[start of DATASET RECORDS]

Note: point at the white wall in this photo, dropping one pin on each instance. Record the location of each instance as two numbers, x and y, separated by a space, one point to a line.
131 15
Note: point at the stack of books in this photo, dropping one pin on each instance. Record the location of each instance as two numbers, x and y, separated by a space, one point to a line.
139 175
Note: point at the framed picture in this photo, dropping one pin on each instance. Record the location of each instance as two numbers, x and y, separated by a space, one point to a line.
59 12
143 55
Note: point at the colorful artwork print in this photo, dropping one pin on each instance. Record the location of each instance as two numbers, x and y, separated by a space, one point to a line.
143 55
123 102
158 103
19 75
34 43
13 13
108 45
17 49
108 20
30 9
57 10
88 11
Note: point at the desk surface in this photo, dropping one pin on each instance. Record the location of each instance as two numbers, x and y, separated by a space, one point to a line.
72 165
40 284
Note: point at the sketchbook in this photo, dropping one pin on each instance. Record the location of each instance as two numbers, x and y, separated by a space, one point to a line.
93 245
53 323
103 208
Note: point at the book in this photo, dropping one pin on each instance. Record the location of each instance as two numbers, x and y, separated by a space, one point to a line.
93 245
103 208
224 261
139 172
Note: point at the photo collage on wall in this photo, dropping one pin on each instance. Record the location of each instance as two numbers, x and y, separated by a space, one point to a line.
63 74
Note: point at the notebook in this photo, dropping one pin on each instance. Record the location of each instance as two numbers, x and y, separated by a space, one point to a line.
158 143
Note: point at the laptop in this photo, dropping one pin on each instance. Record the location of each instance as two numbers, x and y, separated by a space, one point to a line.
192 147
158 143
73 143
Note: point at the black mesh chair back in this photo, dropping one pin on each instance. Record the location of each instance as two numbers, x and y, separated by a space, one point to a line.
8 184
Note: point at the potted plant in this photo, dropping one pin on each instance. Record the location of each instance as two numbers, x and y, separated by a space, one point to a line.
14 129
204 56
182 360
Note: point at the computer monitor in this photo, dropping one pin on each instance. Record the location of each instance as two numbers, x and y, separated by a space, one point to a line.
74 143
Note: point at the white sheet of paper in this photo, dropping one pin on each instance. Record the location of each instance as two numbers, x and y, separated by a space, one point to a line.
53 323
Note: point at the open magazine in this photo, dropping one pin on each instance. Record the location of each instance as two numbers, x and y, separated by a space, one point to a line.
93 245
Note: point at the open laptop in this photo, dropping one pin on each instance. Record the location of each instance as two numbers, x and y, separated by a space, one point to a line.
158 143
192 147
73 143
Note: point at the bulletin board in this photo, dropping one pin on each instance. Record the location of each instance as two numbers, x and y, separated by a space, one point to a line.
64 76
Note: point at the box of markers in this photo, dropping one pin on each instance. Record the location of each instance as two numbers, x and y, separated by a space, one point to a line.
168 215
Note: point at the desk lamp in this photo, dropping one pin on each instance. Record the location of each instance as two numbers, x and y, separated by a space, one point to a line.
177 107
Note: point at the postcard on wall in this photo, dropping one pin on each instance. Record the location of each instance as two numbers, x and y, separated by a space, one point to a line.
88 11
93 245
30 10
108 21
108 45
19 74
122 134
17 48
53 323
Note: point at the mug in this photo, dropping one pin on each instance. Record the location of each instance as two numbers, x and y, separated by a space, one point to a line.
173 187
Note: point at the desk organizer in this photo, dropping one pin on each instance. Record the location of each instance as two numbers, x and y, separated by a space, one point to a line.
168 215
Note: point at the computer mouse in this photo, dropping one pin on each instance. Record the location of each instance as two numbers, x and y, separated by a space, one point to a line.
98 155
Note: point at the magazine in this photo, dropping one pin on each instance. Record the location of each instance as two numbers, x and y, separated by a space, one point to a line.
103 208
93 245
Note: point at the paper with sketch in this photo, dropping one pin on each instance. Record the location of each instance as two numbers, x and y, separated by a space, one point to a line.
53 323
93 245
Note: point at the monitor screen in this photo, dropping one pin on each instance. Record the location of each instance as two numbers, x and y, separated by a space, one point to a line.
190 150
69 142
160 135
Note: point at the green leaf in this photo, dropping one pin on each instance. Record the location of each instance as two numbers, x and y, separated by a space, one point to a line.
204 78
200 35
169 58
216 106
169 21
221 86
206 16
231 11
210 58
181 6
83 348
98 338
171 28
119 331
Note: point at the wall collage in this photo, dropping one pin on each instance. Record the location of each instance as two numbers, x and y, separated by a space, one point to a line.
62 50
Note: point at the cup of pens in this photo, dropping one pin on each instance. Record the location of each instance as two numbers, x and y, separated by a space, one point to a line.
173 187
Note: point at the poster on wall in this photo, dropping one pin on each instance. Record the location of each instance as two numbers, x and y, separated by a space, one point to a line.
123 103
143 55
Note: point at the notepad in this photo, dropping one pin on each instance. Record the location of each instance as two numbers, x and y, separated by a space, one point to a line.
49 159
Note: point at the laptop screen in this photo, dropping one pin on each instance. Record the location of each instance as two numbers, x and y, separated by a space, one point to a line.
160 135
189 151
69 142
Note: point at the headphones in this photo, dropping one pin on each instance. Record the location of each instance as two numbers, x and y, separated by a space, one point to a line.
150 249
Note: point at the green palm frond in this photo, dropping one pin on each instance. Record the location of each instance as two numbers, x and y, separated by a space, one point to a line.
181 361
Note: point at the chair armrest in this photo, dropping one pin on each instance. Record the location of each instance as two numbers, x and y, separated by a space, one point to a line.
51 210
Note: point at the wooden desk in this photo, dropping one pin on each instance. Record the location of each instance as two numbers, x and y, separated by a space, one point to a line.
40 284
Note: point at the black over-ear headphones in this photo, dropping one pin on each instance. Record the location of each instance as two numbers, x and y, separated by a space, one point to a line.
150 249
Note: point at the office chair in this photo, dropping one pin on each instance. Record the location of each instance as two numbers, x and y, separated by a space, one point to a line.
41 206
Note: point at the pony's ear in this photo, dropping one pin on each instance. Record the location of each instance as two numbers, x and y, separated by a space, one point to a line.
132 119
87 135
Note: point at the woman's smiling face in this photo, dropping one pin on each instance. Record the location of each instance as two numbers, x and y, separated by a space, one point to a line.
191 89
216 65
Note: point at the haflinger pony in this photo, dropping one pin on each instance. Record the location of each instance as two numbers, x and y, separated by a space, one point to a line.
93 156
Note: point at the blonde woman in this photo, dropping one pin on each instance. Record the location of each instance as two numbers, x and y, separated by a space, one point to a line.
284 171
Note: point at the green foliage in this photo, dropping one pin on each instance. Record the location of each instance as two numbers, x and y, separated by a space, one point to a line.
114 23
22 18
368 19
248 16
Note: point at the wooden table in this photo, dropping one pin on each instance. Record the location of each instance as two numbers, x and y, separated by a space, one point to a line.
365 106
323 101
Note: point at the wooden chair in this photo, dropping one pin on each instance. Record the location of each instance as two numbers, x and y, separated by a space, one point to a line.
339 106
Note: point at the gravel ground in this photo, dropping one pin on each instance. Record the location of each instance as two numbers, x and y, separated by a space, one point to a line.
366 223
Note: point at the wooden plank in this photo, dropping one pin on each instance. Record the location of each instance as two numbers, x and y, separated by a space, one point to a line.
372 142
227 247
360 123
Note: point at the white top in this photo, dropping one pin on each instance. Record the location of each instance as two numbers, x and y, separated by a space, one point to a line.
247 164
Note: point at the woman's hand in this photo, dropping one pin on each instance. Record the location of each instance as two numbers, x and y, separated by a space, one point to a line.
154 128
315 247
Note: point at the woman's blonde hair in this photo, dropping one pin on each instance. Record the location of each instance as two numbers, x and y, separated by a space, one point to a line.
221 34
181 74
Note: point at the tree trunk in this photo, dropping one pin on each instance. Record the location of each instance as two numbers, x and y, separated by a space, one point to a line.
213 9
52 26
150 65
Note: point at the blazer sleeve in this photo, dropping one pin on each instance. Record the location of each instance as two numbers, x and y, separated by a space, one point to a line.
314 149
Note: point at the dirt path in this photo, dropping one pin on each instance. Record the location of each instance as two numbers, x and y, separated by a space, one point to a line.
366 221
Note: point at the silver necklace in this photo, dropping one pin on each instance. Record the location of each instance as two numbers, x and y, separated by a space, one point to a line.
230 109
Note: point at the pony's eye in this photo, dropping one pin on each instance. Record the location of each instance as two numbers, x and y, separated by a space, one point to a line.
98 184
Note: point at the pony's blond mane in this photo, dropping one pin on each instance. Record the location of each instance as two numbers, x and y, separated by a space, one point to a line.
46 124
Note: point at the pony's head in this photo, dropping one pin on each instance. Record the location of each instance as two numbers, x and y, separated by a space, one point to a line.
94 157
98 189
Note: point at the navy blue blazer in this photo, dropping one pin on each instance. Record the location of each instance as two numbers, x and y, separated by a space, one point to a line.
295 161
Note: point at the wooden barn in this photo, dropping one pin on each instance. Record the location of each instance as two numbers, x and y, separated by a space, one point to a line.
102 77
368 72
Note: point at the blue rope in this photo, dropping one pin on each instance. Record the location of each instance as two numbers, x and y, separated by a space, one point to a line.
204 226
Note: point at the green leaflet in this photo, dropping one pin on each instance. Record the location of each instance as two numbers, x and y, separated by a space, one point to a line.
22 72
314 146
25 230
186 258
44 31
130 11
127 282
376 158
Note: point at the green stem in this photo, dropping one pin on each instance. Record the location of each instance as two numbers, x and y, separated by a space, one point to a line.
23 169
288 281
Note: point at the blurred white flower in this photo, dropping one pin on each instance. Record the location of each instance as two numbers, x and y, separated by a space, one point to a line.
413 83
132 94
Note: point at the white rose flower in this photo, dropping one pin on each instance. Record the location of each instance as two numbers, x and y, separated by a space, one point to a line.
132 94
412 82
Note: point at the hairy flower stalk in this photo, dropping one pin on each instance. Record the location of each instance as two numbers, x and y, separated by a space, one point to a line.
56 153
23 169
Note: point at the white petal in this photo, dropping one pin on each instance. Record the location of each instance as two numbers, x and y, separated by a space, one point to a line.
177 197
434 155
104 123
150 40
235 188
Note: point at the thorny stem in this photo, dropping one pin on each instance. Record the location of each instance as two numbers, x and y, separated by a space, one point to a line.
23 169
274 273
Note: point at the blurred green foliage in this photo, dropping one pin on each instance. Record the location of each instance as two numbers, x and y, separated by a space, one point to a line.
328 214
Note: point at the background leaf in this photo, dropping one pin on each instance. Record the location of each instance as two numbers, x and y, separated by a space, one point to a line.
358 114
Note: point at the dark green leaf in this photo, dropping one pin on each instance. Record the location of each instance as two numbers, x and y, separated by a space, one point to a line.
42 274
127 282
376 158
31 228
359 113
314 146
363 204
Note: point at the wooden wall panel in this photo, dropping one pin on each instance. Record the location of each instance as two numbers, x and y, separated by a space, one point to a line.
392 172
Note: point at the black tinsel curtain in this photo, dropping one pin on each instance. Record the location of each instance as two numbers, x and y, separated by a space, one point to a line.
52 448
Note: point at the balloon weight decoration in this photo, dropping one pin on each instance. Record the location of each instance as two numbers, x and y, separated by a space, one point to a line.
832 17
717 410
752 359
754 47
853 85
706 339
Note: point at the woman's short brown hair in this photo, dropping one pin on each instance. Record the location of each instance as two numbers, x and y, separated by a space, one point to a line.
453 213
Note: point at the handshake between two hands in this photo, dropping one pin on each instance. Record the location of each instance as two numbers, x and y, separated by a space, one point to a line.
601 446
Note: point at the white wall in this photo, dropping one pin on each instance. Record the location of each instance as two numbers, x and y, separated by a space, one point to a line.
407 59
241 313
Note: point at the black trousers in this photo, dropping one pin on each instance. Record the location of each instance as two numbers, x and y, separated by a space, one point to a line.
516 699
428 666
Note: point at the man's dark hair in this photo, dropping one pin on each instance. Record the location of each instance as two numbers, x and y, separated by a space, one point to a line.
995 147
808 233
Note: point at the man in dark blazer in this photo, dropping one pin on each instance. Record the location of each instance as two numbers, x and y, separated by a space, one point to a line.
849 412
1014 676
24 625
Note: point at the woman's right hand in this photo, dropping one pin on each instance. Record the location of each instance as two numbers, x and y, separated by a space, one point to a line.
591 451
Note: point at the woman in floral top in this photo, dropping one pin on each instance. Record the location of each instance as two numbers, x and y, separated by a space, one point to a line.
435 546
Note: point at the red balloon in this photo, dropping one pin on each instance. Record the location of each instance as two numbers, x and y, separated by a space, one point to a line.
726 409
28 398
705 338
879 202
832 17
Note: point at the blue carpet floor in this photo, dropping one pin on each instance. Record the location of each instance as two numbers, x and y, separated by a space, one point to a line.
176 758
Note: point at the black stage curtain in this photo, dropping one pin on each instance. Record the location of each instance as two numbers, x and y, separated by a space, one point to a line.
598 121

[end of DATASET RECORDS]

Can you copy exactly the items above, from the line containing "Note: point at the black stage" through the end of the items, with both ends included?

(TASK ANSWER)
Note: point at the black stage curtain in this photo, dropping one pin on each instance. Record the location of each instance as two numbers, x and y, separated by a space, one point to a line.
598 121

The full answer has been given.